> _Data listing_
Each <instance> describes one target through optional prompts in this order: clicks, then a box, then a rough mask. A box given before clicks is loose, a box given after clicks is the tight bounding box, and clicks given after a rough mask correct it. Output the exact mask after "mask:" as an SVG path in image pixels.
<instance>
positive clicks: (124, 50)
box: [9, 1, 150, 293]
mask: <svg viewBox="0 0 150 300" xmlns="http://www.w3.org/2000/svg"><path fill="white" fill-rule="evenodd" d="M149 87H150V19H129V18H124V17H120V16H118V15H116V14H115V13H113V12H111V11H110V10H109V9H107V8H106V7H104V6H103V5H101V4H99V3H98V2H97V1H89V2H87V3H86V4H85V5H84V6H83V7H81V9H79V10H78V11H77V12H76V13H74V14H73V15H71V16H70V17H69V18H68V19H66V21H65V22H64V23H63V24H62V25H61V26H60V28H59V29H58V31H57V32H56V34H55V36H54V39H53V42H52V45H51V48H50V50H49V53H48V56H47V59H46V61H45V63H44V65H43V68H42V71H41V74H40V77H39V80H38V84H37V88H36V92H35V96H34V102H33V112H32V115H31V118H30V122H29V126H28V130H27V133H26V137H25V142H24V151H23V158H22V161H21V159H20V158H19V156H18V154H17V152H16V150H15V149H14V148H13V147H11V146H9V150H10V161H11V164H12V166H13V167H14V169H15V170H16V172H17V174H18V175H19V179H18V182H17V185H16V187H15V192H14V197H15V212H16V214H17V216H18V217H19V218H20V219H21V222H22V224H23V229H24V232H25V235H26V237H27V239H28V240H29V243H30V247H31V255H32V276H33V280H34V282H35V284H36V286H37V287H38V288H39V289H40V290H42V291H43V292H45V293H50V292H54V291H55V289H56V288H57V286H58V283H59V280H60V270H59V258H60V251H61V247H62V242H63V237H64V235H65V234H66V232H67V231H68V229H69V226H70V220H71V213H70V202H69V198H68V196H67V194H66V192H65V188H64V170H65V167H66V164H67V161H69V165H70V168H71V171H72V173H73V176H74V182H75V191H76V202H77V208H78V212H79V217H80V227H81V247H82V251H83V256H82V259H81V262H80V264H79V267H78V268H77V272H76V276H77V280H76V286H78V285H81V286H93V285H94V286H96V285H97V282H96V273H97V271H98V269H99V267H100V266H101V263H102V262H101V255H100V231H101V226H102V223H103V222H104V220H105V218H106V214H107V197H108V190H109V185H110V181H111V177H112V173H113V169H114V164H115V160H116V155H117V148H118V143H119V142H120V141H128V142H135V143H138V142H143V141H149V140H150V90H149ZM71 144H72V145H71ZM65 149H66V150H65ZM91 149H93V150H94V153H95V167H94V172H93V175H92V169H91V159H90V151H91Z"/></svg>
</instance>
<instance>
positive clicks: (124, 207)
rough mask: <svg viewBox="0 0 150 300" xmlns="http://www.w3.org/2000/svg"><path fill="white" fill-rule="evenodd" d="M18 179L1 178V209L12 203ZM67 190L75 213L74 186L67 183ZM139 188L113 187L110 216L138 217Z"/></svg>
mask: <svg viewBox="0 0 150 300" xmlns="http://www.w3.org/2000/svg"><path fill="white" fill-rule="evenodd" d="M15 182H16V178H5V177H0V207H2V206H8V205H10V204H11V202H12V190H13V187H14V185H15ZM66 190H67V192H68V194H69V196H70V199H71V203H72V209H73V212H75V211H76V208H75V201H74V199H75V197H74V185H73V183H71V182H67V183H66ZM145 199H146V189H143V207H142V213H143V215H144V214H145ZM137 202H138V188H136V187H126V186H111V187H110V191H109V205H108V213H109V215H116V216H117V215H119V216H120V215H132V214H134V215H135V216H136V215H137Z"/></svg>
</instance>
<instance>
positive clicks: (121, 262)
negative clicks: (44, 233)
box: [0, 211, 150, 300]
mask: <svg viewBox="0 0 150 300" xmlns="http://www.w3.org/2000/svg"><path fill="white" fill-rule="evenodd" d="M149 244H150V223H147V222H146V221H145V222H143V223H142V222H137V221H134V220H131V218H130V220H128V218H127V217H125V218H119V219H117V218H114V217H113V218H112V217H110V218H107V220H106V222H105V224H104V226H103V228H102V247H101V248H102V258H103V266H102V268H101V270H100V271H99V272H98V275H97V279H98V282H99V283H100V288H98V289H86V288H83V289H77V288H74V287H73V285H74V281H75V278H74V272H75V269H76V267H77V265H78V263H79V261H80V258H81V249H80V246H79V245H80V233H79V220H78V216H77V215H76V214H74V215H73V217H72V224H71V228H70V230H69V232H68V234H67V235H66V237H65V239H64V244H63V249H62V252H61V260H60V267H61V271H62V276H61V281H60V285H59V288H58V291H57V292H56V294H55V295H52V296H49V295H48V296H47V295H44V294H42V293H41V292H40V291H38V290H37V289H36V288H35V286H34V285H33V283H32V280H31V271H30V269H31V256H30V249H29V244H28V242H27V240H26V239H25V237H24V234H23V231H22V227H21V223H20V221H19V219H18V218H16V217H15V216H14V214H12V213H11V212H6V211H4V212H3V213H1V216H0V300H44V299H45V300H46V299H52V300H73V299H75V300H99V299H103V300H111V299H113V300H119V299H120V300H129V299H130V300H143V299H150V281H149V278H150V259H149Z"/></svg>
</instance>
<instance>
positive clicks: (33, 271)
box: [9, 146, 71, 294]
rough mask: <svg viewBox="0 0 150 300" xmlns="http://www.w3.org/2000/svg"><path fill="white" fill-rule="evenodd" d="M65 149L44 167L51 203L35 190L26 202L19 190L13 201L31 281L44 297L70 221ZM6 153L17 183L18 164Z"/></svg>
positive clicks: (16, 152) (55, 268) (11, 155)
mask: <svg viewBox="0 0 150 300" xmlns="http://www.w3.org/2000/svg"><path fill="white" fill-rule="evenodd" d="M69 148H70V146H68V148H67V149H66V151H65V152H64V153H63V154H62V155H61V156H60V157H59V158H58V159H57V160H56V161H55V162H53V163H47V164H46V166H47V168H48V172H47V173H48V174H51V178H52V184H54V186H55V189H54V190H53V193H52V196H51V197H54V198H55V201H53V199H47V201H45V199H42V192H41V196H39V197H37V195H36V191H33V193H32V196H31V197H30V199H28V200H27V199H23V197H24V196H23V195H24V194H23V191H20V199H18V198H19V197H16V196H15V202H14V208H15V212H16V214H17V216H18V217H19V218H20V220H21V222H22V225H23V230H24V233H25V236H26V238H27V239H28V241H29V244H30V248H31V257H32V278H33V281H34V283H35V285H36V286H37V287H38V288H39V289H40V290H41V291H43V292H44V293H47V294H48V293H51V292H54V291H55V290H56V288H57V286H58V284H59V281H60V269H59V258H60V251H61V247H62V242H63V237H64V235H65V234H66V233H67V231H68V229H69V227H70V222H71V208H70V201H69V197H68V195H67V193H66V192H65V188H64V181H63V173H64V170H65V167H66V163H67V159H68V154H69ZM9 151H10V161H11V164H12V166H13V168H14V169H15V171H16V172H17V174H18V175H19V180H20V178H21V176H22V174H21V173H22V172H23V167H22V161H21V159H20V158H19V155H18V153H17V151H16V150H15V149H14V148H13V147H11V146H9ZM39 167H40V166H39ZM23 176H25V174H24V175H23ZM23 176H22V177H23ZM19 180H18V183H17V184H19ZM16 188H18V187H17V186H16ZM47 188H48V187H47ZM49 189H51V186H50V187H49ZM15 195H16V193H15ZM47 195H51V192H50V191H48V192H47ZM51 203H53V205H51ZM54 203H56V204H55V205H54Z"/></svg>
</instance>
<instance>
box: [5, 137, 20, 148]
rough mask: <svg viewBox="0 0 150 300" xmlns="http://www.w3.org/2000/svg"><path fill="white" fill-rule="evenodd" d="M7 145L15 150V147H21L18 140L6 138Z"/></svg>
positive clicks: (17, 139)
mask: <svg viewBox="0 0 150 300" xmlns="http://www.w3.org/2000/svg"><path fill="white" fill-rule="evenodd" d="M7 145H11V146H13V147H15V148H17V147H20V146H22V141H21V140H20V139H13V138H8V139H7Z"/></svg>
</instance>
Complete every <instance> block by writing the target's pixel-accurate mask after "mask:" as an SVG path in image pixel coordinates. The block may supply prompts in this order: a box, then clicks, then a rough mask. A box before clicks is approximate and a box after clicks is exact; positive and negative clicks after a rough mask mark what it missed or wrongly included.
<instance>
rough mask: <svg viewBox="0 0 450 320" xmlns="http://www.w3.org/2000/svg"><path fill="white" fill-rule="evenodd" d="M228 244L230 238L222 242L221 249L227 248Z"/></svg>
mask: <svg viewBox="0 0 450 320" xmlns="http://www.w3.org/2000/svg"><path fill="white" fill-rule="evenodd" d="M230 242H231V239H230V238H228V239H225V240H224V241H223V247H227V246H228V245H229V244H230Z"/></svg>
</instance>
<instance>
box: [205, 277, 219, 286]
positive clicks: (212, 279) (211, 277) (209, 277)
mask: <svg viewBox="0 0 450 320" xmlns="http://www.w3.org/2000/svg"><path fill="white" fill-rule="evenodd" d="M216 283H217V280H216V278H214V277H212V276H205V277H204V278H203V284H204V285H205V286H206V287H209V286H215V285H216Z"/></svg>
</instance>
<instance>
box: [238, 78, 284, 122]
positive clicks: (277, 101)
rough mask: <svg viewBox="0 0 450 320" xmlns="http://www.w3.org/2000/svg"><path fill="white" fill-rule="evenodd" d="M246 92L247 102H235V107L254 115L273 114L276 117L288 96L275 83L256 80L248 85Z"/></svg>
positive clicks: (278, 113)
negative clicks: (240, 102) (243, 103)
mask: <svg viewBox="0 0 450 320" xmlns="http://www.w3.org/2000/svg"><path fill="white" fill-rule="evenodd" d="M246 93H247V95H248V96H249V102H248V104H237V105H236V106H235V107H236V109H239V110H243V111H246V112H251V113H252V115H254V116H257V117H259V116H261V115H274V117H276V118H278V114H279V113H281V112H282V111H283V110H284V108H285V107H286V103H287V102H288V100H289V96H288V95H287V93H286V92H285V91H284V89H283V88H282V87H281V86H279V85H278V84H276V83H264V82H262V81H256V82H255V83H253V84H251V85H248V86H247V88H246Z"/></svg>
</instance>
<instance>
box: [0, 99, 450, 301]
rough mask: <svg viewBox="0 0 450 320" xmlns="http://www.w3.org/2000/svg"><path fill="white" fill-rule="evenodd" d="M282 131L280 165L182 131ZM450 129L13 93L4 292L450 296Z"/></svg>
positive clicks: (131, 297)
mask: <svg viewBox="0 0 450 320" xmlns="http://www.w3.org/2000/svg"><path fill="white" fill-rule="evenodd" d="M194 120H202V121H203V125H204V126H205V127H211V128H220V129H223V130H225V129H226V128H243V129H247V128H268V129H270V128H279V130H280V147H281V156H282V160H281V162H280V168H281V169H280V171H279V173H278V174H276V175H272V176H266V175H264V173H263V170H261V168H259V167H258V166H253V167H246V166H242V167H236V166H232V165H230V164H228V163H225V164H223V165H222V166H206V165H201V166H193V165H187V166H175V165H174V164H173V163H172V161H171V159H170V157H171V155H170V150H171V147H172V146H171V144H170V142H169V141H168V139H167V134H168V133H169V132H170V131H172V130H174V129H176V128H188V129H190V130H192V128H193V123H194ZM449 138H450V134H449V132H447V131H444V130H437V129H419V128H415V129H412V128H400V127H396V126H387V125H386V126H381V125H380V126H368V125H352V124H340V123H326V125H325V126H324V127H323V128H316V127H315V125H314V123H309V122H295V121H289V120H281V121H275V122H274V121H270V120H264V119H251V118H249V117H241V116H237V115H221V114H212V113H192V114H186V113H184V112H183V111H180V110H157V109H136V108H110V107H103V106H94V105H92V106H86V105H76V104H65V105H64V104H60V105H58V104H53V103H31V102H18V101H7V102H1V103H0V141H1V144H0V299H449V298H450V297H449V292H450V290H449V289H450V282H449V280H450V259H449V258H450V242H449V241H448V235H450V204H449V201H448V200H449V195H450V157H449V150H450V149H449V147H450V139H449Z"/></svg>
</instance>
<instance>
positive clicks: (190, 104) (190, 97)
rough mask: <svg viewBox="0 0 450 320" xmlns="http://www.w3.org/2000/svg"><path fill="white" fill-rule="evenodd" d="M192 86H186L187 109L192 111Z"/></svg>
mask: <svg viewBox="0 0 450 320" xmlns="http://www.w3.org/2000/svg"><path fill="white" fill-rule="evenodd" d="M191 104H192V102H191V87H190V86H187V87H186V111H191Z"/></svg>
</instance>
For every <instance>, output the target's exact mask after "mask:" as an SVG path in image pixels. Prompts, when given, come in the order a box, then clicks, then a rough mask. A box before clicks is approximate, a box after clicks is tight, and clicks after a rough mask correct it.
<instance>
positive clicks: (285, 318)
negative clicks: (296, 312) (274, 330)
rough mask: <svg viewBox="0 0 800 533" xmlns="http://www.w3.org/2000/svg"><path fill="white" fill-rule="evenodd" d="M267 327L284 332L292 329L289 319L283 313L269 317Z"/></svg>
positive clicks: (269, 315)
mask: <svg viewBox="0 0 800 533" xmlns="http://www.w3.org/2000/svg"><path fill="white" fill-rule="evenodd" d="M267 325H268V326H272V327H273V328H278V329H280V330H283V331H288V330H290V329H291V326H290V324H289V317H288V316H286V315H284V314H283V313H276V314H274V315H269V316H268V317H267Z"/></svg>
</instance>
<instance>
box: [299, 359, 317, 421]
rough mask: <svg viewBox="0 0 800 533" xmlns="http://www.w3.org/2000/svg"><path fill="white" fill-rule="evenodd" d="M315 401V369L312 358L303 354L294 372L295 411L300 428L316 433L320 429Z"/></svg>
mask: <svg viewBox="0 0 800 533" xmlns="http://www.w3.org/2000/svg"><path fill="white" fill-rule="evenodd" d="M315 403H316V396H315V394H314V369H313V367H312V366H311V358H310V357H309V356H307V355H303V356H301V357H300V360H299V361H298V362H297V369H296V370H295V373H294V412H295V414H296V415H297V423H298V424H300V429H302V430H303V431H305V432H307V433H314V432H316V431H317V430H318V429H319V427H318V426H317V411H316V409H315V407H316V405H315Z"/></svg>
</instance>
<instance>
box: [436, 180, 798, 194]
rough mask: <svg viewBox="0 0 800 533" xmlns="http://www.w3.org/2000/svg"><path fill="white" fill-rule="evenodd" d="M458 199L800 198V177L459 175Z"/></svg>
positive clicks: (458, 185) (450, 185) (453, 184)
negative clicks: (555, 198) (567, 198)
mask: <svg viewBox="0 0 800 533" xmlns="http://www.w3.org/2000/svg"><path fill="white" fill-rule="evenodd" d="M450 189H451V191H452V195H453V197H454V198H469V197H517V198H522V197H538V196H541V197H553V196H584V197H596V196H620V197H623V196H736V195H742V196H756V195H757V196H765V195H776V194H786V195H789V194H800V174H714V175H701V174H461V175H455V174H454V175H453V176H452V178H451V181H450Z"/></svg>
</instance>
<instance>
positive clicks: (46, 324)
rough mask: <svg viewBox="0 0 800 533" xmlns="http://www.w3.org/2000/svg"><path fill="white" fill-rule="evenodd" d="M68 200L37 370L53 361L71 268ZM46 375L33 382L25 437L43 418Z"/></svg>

> _To do_
Would you please copy exactly the part of the entries above that begins at the line containing "positive clicks: (121, 262)" and ends at the line containing "149L44 167L51 203L35", both lines included?

> _Reply to the task_
positive clicks: (121, 262)
negative clicks: (44, 233)
box: [0, 211, 150, 300]
mask: <svg viewBox="0 0 150 300" xmlns="http://www.w3.org/2000/svg"><path fill="white" fill-rule="evenodd" d="M149 244H150V223H147V222H146V221H145V222H143V223H142V222H137V221H134V220H131V218H130V220H128V218H127V217H125V218H119V219H117V218H114V217H113V218H112V217H110V218H107V220H106V222H105V224H104V226H103V228H102V247H101V248H102V258H103V266H102V268H101V270H100V271H99V272H98V275H97V279H98V282H99V283H100V288H98V289H86V288H83V289H77V288H74V287H73V285H74V281H75V278H74V272H75V269H76V267H77V265H78V263H79V261H80V258H81V249H80V246H79V245H80V233H79V220H78V216H77V215H76V214H74V215H73V217H72V224H71V228H70V230H69V232H68V234H67V235H66V237H65V239H64V244H63V249H62V252H61V260H60V267H61V271H62V276H61V281H60V285H59V288H58V291H57V292H56V294H55V295H52V296H49V295H48V296H47V295H44V294H42V293H41V292H40V291H38V290H37V289H36V288H35V286H34V285H33V283H32V280H31V271H30V269H31V256H30V249H29V244H28V242H27V240H26V239H25V237H24V234H23V231H22V227H21V223H20V221H19V219H18V218H16V217H15V216H14V214H12V213H11V212H6V211H4V212H3V213H1V216H0V300H44V299H45V300H46V299H52V300H73V299H75V300H99V299H103V300H111V299H113V300H119V299H120V300H129V299H130V300H143V299H150V281H149V278H150V259H149Z"/></svg>
</instance>
<instance>
positive clicks: (33, 271)
box: [9, 146, 71, 294]
rough mask: <svg viewBox="0 0 150 300" xmlns="http://www.w3.org/2000/svg"><path fill="white" fill-rule="evenodd" d="M65 149L44 167L51 203L35 190L26 202L19 190L13 201L31 281L44 297L70 221ZM6 153L17 183L18 164Z"/></svg>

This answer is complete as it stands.